### Your task
Without any of their pictures, return all of the records exactly.

Dataset entries
════════════════

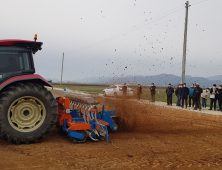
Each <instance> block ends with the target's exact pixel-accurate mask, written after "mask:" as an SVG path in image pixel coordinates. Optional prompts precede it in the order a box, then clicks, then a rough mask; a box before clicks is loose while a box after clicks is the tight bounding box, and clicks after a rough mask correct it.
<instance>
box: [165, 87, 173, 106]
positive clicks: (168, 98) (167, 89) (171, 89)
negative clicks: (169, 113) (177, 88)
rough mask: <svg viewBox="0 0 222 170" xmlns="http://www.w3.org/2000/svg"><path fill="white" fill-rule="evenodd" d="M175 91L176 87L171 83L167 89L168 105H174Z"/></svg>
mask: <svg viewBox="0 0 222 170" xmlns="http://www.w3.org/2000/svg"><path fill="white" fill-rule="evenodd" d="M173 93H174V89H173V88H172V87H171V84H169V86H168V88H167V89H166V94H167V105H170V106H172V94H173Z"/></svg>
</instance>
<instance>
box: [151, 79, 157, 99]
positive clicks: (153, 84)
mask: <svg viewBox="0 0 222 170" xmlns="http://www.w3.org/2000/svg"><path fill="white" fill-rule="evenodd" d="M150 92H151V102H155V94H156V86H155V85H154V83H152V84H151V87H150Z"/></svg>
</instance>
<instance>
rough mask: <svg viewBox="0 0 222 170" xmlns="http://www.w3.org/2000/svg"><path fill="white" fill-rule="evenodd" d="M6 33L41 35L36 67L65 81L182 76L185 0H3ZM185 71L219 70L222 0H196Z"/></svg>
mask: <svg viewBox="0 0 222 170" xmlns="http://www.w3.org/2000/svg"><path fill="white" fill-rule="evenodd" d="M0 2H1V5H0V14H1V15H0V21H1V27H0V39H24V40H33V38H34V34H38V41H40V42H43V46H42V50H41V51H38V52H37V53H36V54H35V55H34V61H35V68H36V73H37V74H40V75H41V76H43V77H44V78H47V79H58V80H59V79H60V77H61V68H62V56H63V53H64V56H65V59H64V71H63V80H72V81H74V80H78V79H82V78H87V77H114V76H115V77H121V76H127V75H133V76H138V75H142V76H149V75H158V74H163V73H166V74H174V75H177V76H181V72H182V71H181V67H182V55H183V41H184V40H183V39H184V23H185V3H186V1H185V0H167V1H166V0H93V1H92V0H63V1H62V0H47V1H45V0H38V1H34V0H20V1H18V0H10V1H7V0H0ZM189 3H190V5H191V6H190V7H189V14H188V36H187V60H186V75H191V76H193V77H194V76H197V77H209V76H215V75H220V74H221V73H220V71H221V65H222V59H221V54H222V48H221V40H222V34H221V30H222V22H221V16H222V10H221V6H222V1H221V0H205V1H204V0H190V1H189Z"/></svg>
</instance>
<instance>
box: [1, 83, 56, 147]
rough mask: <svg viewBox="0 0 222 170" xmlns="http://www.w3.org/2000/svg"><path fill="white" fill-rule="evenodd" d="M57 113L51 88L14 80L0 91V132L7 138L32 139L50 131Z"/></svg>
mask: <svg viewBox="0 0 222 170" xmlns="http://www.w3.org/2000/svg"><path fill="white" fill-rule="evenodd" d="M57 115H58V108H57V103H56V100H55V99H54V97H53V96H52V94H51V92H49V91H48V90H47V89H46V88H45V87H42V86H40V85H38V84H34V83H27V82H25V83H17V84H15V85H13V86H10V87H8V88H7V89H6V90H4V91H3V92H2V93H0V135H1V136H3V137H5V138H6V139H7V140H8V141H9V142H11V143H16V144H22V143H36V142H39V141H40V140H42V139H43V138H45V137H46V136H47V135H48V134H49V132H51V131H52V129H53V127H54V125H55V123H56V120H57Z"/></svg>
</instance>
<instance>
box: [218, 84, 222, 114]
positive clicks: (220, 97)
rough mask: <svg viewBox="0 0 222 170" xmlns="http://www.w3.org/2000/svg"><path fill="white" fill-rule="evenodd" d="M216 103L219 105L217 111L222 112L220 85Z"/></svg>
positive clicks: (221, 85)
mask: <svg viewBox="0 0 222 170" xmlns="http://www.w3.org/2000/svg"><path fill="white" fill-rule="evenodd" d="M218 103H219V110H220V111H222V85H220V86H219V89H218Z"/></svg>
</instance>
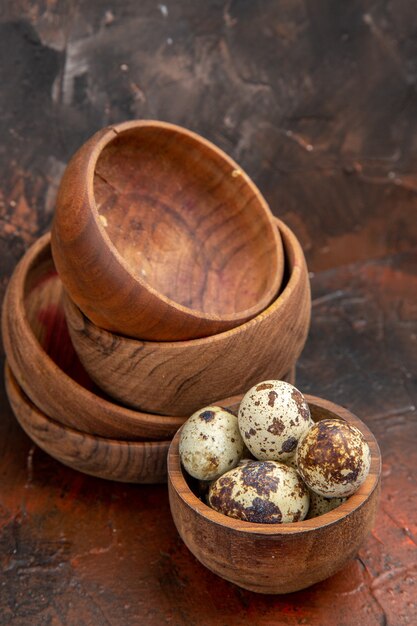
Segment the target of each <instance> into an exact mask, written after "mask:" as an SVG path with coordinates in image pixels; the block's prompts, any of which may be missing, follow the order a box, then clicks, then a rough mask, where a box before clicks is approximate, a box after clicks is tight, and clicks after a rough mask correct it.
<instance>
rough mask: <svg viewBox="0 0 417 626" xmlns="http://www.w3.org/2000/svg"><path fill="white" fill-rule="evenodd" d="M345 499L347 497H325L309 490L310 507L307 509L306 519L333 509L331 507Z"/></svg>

════════════════

### Expected answer
Each <instance> block ends with the target's exact pixel-accurate mask, written after "mask:" as an SVG path in image pixel coordinates. Optional prompts precede it in the order a box, then clicks, then a rough mask; a box before clicks is loose while a box after clicks is the tight bounding box, and clicks after a rough mask correct it.
<instance>
box: [165, 87, 173, 106]
positive clicks: (168, 98) (167, 89) (171, 89)
negative clicks: (169, 113) (177, 88)
rough mask: <svg viewBox="0 0 222 170" xmlns="http://www.w3.org/2000/svg"><path fill="white" fill-rule="evenodd" d="M175 91L176 87L171 83L167 89L168 105H174Z"/></svg>
mask: <svg viewBox="0 0 222 170" xmlns="http://www.w3.org/2000/svg"><path fill="white" fill-rule="evenodd" d="M173 93H174V89H173V88H172V87H171V84H169V86H168V88H167V89H166V94H167V105H170V106H172V94H173Z"/></svg>
</instance>
<instance>
box: [151, 79, 157, 99]
positive clicks: (153, 84)
mask: <svg viewBox="0 0 222 170" xmlns="http://www.w3.org/2000/svg"><path fill="white" fill-rule="evenodd" d="M150 92H151V102H155V94H156V86H155V85H154V83H152V84H151V87H150Z"/></svg>
</instance>
<instance>
rough mask: <svg viewBox="0 0 222 170" xmlns="http://www.w3.org/2000/svg"><path fill="white" fill-rule="evenodd" d="M6 33L41 35L36 67L65 81L182 76L185 0H3ZM185 71L219 70L222 0H196Z"/></svg>
mask: <svg viewBox="0 0 222 170" xmlns="http://www.w3.org/2000/svg"><path fill="white" fill-rule="evenodd" d="M0 2H1V5H0V14H1V15H0V21H1V27H0V39H24V40H33V38H34V34H38V41H40V42H43V46H42V50H41V51H38V52H37V53H36V54H35V55H34V61H35V68H36V73H37V74H40V75H41V76H43V77H44V78H47V79H58V80H59V79H60V77H61V68H62V56H63V53H64V56H65V59H64V71H63V80H72V81H74V80H78V79H82V78H87V77H114V76H115V77H121V76H127V75H133V76H138V75H142V76H149V75H158V74H163V73H166V74H174V75H177V76H181V72H182V71H181V67H182V55H183V41H184V40H183V39H184V23H185V3H186V1H185V0H167V1H166V0H93V1H92V0H63V1H62V0H47V1H45V0H38V1H34V0H20V1H18V0H10V1H7V0H0ZM189 3H190V5H191V6H190V7H189V14H188V36H187V60H186V75H191V76H193V77H194V76H197V77H209V76H215V75H220V74H221V73H220V71H221V65H222V59H221V54H222V48H221V40H222V34H221V30H222V22H221V16H222V10H221V6H222V1H221V0H205V1H204V0H190V1H189Z"/></svg>
</instance>
<instance>
box: [1, 83, 56, 147]
rough mask: <svg viewBox="0 0 222 170" xmlns="http://www.w3.org/2000/svg"><path fill="white" fill-rule="evenodd" d="M57 113L51 88L14 80L0 91V132L7 138L32 139L50 131Z"/></svg>
mask: <svg viewBox="0 0 222 170" xmlns="http://www.w3.org/2000/svg"><path fill="white" fill-rule="evenodd" d="M57 115H58V108H57V103H56V100H55V99H54V97H53V96H52V94H51V92H49V91H48V90H47V89H46V88H45V87H42V86H40V85H38V84H34V83H27V82H25V83H17V84H15V85H13V86H10V87H8V88H7V89H6V90H4V91H3V92H2V93H0V135H1V136H3V137H5V138H6V139H7V140H8V141H9V142H11V143H16V144H22V143H36V142H39V141H40V140H42V139H43V138H45V137H46V136H47V135H48V134H49V132H51V131H52V129H53V127H54V125H55V123H56V120H57Z"/></svg>
</instance>
<instance>
box: [218, 84, 222, 114]
positive clicks: (220, 97)
rough mask: <svg viewBox="0 0 222 170" xmlns="http://www.w3.org/2000/svg"><path fill="white" fill-rule="evenodd" d="M216 103L219 105L217 111L222 112L220 85Z"/></svg>
positive clicks: (221, 85)
mask: <svg viewBox="0 0 222 170" xmlns="http://www.w3.org/2000/svg"><path fill="white" fill-rule="evenodd" d="M218 103H219V110H220V111H222V85H220V86H219V89H218Z"/></svg>
</instance>
Segment the target of each <instance> into an exact mask, written after "mask:" as an SVG path with coordinates in image pixels; the block's prompts, any of which may be missing, follow the order a box, then clicks, then a rough mask, where a box before clicks is approximate, a box after clicks is tight, and clicks after a rough mask correct it.
<instance>
rough mask: <svg viewBox="0 0 417 626" xmlns="http://www.w3.org/2000/svg"><path fill="white" fill-rule="evenodd" d="M345 499L347 497H325L309 490L310 507L307 509L306 519L333 509L331 507Z"/></svg>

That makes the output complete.